**** EXTRACT TO READ ****

You could change the function dump_file_to_array to the following (linux-specific):
char *dump_file_to_array(FILE *fp, size_t f_size) {
buf = mmap(NULL, f_size, PROT_READ, MAP_SHARED, fileno(fp), 0);
if (buf == MAP_FAILED)
return NULL;
return buf;
}
Now you can read over the file, the memory manager will take automatically care to only hold the relevant potions of the file in memory.
For Windows, similar mechanisms exist.
Chances you are parsing the file line-by line. So read in a large block (4k or 16k) and parse all the lines in that. Copy the small remainder to the beginning of the 4k or 16k buffer and read in the rest of the buffer. Rinse and repeat.
For JSON or XML you will need an event based parser that can accept multiple blocks or input.
There are multiple issues with your approach.
The concept of maximum and available memory are not so evident: technically, you are not limited by the RAM size, but by the quantity of memory your environment will let you allocate and use for your program. This depends on various factors:
What ABI you compile for: the maximum memory size accessible to your program is limited to less than 4 GB if you compile for 32-bit code, even if your system has more RAM than that.
What quota the system is configured to let your program use. This may be less than available memory.

**** DATA RECORDS ****

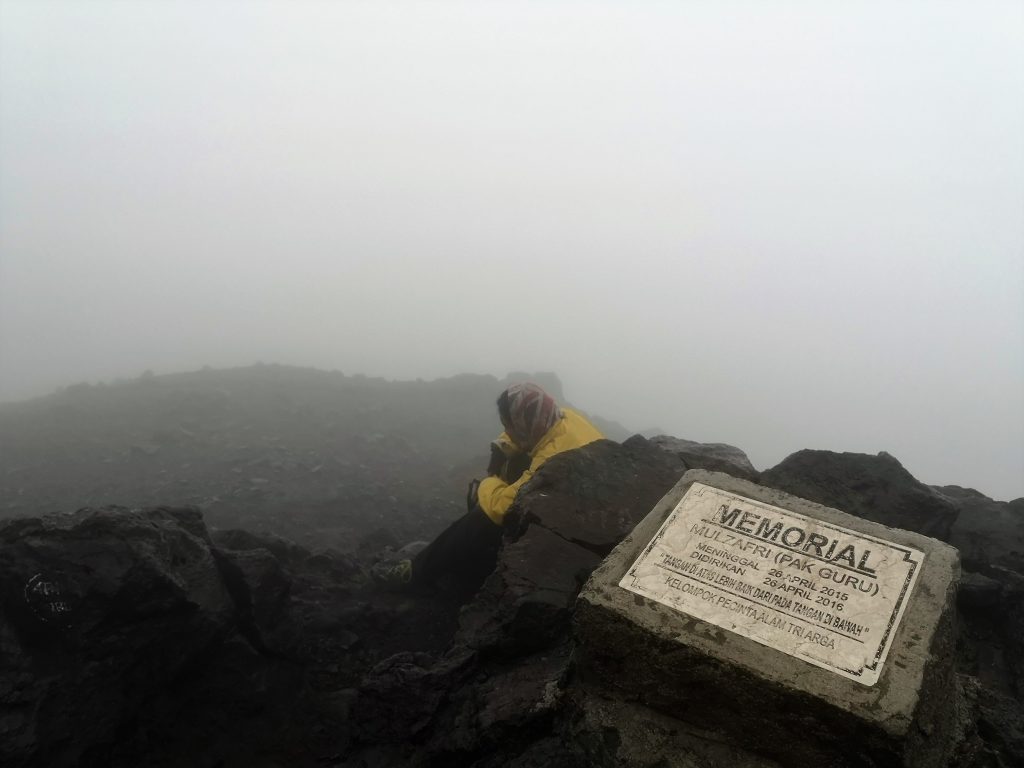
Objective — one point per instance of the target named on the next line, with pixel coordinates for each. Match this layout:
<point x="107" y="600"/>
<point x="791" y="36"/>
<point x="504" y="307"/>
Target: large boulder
<point x="876" y="487"/>
<point x="493" y="698"/>
<point x="987" y="532"/>
<point x="102" y="610"/>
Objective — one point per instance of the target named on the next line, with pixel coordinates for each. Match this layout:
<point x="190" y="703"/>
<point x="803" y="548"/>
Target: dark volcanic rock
<point x="595" y="496"/>
<point x="516" y="630"/>
<point x="876" y="487"/>
<point x="101" y="610"/>
<point x="577" y="508"/>
<point x="717" y="457"/>
<point x="987" y="532"/>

****

### WHAT IS NEEDED
Reproduce the passage on reading large files between "Chances you are" and "blocks or input.", inclusive. The items come from a different source than the passage on reading large files.

### WRITTEN ANSWER
Chances you are parsing the file line-by line. So read in a large block (4k or 16k) and parse all the lines in that. Copy the small remainder to the beginning of the 4k or 16k buffer and read in the rest of the buffer. Rinse and repeat.
For JSON or XML you will need an event based parser that can accept multiple blocks or input.